§ Data for processing

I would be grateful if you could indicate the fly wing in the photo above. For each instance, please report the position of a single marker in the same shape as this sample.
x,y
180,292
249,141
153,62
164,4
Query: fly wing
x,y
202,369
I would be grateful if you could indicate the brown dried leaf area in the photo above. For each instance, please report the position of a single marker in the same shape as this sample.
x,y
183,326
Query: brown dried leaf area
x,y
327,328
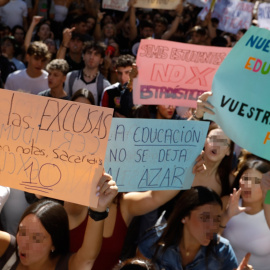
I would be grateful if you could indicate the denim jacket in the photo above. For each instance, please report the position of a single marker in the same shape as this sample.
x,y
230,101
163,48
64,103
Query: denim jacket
x,y
224,258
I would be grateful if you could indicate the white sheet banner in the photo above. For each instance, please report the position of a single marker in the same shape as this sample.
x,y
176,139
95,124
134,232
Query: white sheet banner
x,y
157,4
121,5
232,14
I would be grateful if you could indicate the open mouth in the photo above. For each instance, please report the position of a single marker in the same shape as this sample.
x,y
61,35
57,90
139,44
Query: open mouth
x,y
22,255
246,193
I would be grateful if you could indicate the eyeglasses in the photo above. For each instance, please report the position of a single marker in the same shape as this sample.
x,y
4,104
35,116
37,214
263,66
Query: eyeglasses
x,y
207,217
121,72
216,140
251,180
168,106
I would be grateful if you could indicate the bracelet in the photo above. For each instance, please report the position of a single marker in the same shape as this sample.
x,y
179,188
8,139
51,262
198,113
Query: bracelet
x,y
97,216
196,118
64,46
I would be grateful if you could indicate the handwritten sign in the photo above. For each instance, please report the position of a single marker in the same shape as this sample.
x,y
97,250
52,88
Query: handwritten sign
x,y
232,14
153,155
267,197
52,147
174,73
264,15
157,4
121,5
241,93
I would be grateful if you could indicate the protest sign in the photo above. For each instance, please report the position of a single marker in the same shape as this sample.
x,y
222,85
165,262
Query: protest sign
x,y
267,197
121,5
174,73
264,15
241,93
157,4
154,155
232,14
52,147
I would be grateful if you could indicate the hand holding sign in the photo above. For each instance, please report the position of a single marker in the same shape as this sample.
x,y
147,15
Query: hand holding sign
x,y
240,109
106,191
244,263
203,105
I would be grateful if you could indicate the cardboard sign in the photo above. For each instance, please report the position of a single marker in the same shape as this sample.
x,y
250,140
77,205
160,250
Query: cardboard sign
x,y
241,93
52,147
121,5
174,73
232,14
157,4
154,155
264,15
267,197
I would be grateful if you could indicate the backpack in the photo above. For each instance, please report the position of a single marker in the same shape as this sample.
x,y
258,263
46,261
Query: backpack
x,y
74,74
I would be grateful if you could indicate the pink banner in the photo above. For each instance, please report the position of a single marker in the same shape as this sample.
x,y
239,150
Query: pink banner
x,y
174,73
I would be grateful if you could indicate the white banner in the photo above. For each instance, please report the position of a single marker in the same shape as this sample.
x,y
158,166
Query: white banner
x,y
120,5
232,14
157,4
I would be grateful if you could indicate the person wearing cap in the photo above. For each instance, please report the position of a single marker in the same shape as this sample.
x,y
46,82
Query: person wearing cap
x,y
90,76
34,78
71,49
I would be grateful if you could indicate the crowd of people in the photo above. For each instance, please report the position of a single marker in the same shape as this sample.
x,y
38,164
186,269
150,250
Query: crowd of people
x,y
75,50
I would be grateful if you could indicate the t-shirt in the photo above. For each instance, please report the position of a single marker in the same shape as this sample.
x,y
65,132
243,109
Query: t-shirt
x,y
47,93
20,80
13,12
222,256
250,233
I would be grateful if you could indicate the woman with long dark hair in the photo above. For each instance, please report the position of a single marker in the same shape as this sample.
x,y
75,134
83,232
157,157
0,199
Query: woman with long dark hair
x,y
42,240
189,239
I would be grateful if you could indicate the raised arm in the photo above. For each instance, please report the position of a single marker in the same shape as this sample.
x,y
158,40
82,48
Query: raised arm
x,y
132,20
29,33
202,106
67,34
85,257
97,31
140,203
232,209
179,9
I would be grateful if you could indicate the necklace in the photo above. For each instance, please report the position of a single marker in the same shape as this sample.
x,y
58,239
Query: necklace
x,y
187,253
91,77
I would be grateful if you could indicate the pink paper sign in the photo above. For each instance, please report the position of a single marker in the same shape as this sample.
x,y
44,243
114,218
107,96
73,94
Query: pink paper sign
x,y
52,147
174,73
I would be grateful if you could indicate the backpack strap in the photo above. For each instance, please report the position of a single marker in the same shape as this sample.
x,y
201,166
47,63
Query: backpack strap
x,y
100,87
49,3
72,78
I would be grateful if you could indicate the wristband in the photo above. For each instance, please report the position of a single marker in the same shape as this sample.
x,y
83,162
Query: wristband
x,y
97,216
196,118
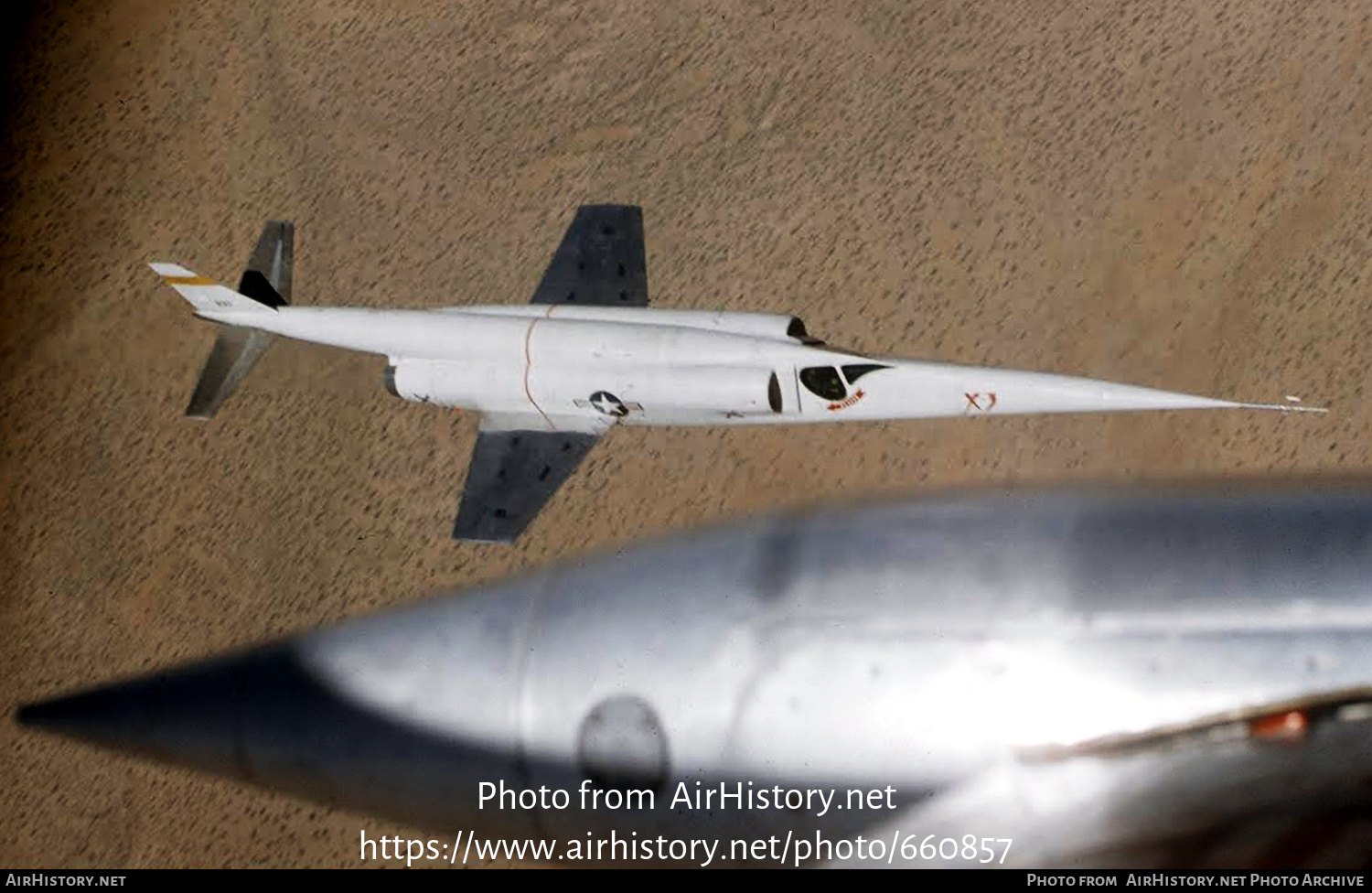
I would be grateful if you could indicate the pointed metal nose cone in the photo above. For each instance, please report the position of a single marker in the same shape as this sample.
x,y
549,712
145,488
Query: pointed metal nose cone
x,y
188,715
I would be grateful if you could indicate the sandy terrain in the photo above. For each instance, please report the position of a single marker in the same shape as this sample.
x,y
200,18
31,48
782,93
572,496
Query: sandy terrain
x,y
1169,194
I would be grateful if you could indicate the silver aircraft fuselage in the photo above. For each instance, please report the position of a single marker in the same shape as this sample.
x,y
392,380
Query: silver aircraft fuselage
x,y
1067,668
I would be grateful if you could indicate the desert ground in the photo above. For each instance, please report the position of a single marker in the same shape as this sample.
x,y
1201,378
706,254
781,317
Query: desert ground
x,y
1168,194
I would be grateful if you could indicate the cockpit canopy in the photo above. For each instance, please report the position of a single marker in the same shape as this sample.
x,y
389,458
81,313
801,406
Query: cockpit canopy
x,y
826,383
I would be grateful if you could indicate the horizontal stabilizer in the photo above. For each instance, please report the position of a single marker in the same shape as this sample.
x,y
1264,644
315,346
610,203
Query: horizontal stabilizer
x,y
265,285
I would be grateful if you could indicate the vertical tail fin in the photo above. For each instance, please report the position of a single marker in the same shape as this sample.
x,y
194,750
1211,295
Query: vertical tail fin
x,y
266,283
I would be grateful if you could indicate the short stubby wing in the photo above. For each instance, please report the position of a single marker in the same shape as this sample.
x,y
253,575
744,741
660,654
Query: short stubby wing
x,y
601,261
512,476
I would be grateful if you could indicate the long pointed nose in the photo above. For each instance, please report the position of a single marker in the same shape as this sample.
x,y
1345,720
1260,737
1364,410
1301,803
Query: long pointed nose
x,y
192,716
403,715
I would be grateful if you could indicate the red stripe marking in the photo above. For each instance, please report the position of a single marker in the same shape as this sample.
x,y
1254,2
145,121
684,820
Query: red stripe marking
x,y
529,365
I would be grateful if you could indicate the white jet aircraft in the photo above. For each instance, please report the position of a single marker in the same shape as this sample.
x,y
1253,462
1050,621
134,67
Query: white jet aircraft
x,y
587,353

§ What you should do
Restate the data above exactly, stripping out each image.

§ Result for this exercise
I would be grateful if you could indicate the fly wing in the photo above. For each instance, please report the position of a single marker in the same shape as this sample.
x,y
180,292
249,141
153,62
164,4
Query: fly wing
x,y
202,369
I would be grateful if you could indicate the brown dried leaf area in the photo above. For each instance, please report the position of a single marker in the same shape as this sample.
x,y
183,326
Query: brown dried leaf area
x,y
327,328
I would be grateful if you could indicate the denim jacket in the photo above. For each instance, please report the position of a single marker in the same shape as this sample.
x,y
230,101
163,48
64,103
Query: denim jacket
x,y
224,258
I would be grateful if you could indicate the white sheet banner in the photo above. For each instance, please report the position of a single marker in the same shape as this sample.
x,y
176,139
95,124
134,232
Query: white sheet banner
x,y
157,4
121,5
232,14
I would be grateful if you could indicate the open mouth in the photo above. For each instance, please report the position of a single marker in the same shape as this sample.
x,y
61,35
57,90
139,44
Query: open mouth
x,y
22,255
246,193
I would be grateful if you could indicate the eyeglasses in the photo above. For each instance, please report the position of a single marker in the same shape as this sample.
x,y
4,104
35,116
37,214
263,66
Query: eyeglasses
x,y
207,217
121,72
216,140
251,180
168,106
I would be grateful if you could indicate the bracelet in the photo above. For each instance, please report the position of a single marker in the same shape as this sample.
x,y
179,188
8,139
51,262
198,113
Query: bracelet
x,y
97,216
196,118
64,46
I would be grateful if you could indicate the handwritten sign in the photo above. For each instance, please report the position of a single marker in the same shape as this sample.
x,y
97,250
52,88
Query: handwritten sign
x,y
232,14
153,155
267,197
52,147
174,73
264,15
157,4
121,5
241,93
I would be grateful if you could indicate the protest sign in the photo above. For each instance, please report the position of a single marker in the same shape as this sample.
x,y
222,85
165,262
Query: protest sign
x,y
267,197
121,5
174,73
264,15
241,93
157,4
154,155
232,14
52,147
I would be grateful if you could indicate the hand holding sign in the photo above. For each instance, please report the position of a single marker in the same shape as this sample.
x,y
147,15
Query: hand holding sign
x,y
240,109
106,191
244,263
203,105
I would be grateful if you could indicate the cardboard sign in the photo above. For each instance, please report the position of a single marker in the same shape as this sample.
x,y
250,140
77,205
160,250
Query: cardboard sign
x,y
241,93
52,147
121,5
174,73
232,14
157,4
154,155
264,15
267,197
I would be grateful if you could indicate the backpack in the photo above. For each instance, please report the position of a single marker in the same shape as this sample.
x,y
258,263
46,261
Query: backpack
x,y
74,74
I would be grateful if you could indicate the pink banner in the photo above. For each instance, please report the position of a single marker in the same shape as this sample.
x,y
239,150
Query: pink banner
x,y
174,73
I would be grateful if you could indicate the white banner in the photo above. For each instance, please report the position of a single marker in the same shape as this sample.
x,y
158,166
Query: white banner
x,y
120,5
232,14
157,4
I would be grateful if you could indicate the person wearing cap in the photo above. For each instance, please report the position of a single marker in the same shape as this sample.
x,y
46,82
Query: person wearing cap
x,y
90,76
34,78
71,49
I would be grateful if you could indicate the crowd of people in the photo above. For each instance, please report the position of a single marker in the same shape as this sample.
x,y
38,164
186,269
150,250
Query: crowd of people
x,y
75,50
I would be grateful if you could indicate the t-shirt in the photo above. For each instance, please report the position of a single marker in the same shape as this sample.
x,y
65,132
243,109
Query: t-shirt
x,y
47,93
20,80
13,12
222,256
250,233
I would be grateful if you could indicate the woman with long dark hair in the photo above. For each instance, please report the position of a single marker in the same shape as this sample.
x,y
75,134
83,232
157,157
0,199
Query: woman with long dark hair
x,y
42,240
189,239
I would be grateful if you could indicate the raised arm in the photo above. For each instance, please report the position of a single marker in the same shape as this sample.
x,y
158,40
82,48
Query: raised arm
x,y
132,20
29,33
202,106
67,34
85,257
97,31
140,203
232,209
179,9
I would be grateful if you could indicate the necklace in the photo above. For each instance, please report the position of a single marker in the same shape as this sample.
x,y
58,239
Query: necklace
x,y
187,253
91,77
I would be grateful if you could indicate the pink paper sign in the photo above. For each instance, please report the position of a single marker in the same shape as this sample.
x,y
44,243
114,218
107,96
73,94
Query: pink paper sign
x,y
52,147
174,73
I would be grateful if you could indicate the backpack strap in the photo above. For each instance, please report the position of a single marker in the same shape as this sample.
x,y
201,166
47,63
Query: backpack strap
x,y
100,87
49,3
72,78
I would be grateful if you could indicate the wristband in the photo above. For each instance, please report the position of a single marker in the same shape as this sample.
x,y
83,162
Query: wristband
x,y
97,216
196,118
I would be grateful if you could indicate the pointed metal nose cone in the photo above. For each instance, please report the position of a single marker in the same shape as this sample.
x,y
549,712
145,488
Query: pointed metal nose cone
x,y
188,715
I would be grateful if you could indicate the sandy terrain in the photo above. For each instance, please report the position of a single marker in the same shape as this sample.
x,y
200,18
31,48
782,93
572,496
Query: sandy terrain
x,y
1169,194
I would be grateful if you could indicate the silver aircraft fuselage in the photo above. For each instance, please report the position of a single marker in the same shape as this sample.
x,y
392,380
Query: silver aircraft fuselage
x,y
1067,668
I would be grateful if you could indicate the desert ground in the photo above. For each instance, please report the position of a single marker in the same shape as this sample.
x,y
1201,378
706,254
781,317
Query: desert ground
x,y
1168,194
I would be grateful if you could indicate the cockpit canopy in the photo above. For each instance, please report the position of a single marker in the same shape as this sample.
x,y
389,458
81,313
801,406
Query: cockpit canopy
x,y
826,383
I would be grateful if you could indicate the horizontal stabilizer in the photo above. For each instance, please report the position of a single marker in the same shape as this sample.
x,y
1264,644
315,346
610,203
Query: horizontal stabilizer
x,y
265,285
I would be grateful if you could indicate the vertical tail fin in the photo above. For each instance, please report the position of a single marker in the same shape as this sample.
x,y
194,750
1211,295
Query: vertical tail fin
x,y
266,283
I would be grateful if you could indicate the short stubby wing in the photo above. For each instance, please report the position of a single marker in the same shape as this sample.
x,y
253,575
744,741
660,654
Query: short stubby wing
x,y
601,261
512,476
I would be grateful if you could indicate the long pointed nose in the photo above. For each instance, please report the position of a single marker in the same shape as this sample.
x,y
1345,720
1260,737
1364,410
1301,803
Query: long pointed nose
x,y
192,716
403,715
I would be grateful if you could indicate the red stripe marking in the photo above. For each instance, please report the position of a single marker in the same shape as this sample.
x,y
1254,2
145,121
684,820
Query: red stripe marking
x,y
529,365
I would be grateful if you could indicate the white jet aircraft in the photo above. For each instance, please report the position of a single marker in the same shape as this sample.
x,y
1253,462
1050,621
134,67
Query: white jet aircraft
x,y
587,353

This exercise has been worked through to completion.